**To do**
1) Revise the passage on Sinead O'Connor starting with "All Apologies" and going on through "her book Rememberings.", putting "journalist" in place of "interviewer".
2) Extend the passage on Sinead O'Connor by writing what follows its last sentence.

However, in 2015, she was given a radical hysterectomy to relieve chronic endometriosis which put her straight into full-blown menopause at the age of 48. She says she left the hospital with some paracetamol and no knowledge or discussions about the possible need for HRT (hormone replacement therapy). This set her off on a five-year journey to hell and back where she spent up to four to six months in mental health institutions.
“I think everyone needs to break down at least once in life,” she says reflecting on her soul-destroying public video she made in a hotel room in 2017 as a cry for help from her friends and family. “I’m 10% bipolar, 40% complex traumatic stress, and the rest is a borderline personality disorder,” she says in her memoir Rememberings.
All Apologies
In March 2020, Sinead O’Connor made a bit of a comeback, but this time as Shuhada’ Sadaqat in a Muslim hajib. In an interview and documentary of her tour across the United States in March 2020, she tells The Washington Post that she had come out of hospital with “8000 Quid in her bank account and needed to do something.” She told the interviewer she wanted to write new material, and not write about the previous five years of darkness. Sadly her sell-out tour was cancelled due to COVID, and she instead spent the time on self-healing and writing her book Rememberings.
This interview goes deeply into her state of mind less than three years before her death. They talk about the healing process of something they call radical acceptance. It’s a distress tolerance skill that is designed to keep pain from turning into suffering. A process of acceptance, but not approval of the pain. Accepting with your mind, body and spirit that we cannot change the past and the facts, but we can radically accept the things that are out of our control to prevent ourselves from becoming stuck in unhappiness, bitterness, anger, and sadness. This can help us stop the suffering.

**Information supplied**

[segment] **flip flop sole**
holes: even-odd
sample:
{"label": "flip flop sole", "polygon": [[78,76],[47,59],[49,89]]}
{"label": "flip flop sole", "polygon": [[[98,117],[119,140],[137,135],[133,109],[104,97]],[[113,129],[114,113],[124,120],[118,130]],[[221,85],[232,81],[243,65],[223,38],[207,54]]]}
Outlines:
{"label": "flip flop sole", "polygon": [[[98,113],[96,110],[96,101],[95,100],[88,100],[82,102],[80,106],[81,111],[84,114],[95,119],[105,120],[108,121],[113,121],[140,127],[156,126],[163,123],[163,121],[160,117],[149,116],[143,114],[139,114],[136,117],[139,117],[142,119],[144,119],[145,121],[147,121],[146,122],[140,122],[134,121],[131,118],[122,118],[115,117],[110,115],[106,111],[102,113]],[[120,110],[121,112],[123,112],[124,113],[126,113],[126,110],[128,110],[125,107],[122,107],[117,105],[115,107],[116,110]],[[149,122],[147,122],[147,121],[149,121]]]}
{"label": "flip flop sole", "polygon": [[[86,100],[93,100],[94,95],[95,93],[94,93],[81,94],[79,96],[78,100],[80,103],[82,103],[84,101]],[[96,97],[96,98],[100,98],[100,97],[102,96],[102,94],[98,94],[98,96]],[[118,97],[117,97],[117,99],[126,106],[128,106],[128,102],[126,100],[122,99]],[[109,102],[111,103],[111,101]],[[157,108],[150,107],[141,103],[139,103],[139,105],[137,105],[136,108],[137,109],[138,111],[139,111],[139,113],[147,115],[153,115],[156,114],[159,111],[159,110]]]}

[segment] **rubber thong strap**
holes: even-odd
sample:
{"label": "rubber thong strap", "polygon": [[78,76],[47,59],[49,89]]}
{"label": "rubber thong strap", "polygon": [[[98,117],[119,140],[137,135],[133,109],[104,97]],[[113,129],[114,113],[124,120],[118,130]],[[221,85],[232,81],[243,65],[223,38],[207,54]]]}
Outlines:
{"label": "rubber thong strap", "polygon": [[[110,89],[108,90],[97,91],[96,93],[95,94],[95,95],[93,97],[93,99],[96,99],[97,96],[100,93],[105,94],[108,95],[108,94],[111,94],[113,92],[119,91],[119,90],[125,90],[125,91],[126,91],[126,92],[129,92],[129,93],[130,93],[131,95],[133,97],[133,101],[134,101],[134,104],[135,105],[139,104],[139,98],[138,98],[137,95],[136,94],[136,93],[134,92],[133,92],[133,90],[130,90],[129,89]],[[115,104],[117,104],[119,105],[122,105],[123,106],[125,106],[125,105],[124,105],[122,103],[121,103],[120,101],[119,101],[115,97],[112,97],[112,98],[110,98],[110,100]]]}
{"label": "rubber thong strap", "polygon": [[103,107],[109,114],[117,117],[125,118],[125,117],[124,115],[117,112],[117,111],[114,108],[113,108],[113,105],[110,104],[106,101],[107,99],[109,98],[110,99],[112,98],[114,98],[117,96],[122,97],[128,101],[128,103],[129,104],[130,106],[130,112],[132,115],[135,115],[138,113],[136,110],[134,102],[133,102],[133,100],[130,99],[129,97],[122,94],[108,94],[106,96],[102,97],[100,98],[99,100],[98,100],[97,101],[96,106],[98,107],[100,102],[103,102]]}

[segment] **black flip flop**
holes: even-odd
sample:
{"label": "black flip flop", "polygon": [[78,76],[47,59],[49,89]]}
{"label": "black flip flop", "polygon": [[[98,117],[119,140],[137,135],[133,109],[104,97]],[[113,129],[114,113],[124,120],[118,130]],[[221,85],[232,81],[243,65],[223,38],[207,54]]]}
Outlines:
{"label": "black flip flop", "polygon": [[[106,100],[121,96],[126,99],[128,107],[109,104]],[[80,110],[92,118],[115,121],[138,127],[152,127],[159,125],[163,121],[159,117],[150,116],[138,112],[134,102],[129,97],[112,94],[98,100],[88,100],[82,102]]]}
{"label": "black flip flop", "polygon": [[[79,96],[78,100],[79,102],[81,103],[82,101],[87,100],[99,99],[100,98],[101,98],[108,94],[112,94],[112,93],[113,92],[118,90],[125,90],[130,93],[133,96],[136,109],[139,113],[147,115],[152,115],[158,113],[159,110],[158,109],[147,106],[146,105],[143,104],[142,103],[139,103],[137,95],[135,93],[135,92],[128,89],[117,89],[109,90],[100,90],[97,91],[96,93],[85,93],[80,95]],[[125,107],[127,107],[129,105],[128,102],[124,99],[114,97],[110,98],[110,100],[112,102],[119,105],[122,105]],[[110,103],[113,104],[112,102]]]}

**Solved tasks**
1)
All Apologies
In March 2020, Sinead O’Connor made a bit of a comeback, but this time as Shuhada’ Sadaqat in a Muslim hajib. In an interview and documentary of her tour across the United States in March 2020, she tells The Washington Post that she had come out of hospital with “8000 Quid in her bank account and needed to do something.” She told the journalist she wanted to write new material, and not write about the previous five years of darkness. Sadly her sell-out tour was cancelled due to COVID, and she instead spent the time on self-healing and writing her book Rememberings.

2)
Lost In The Bardo*
Yet her suffering didn’t end there. Last year in 2022 Sinead’s son Shane committed suicide. She describes herself as “living as an undead night creature.” she says, “He was the love of my life, the lamp of my soul. We were one soul in two halves. He was the only person who ever loved me unconditionally. I am lost in the Bardo* without him [sic].”
Reaching out to the world so publically on Oprah and Dr Phil was something of a final desperate call for help for Sinead. She likely had no agenda or idea as to what these confessions would do to fix anything and perhaps they made things worse for her.
It’s been ten days since she passed, and my search for the reason has led me to all this information that deeply saddens me, but not an exact cause of death. She died inside so many times in her 56 years of ups and downs. A story so many of us can relate to; a daughter’s love for her abusive mother. A mother’s loss of her child. The struggles so many women face and endure with endometriosis, premenstrual dysphoric disorder (PMDD) and menopause. The alienating state of mental health underpinned by a deep sadness for the world around you.
Rest in peace, Sinead. We hope you transition from the Bardo to a better life, but continue to use your music to speak to us with empathy, understanding and compassion.
This will not be the last day of our acquaintance.
*The Bardo is a Buddhist state between life and death where your being can get stuck roaming endlessly before being reborn.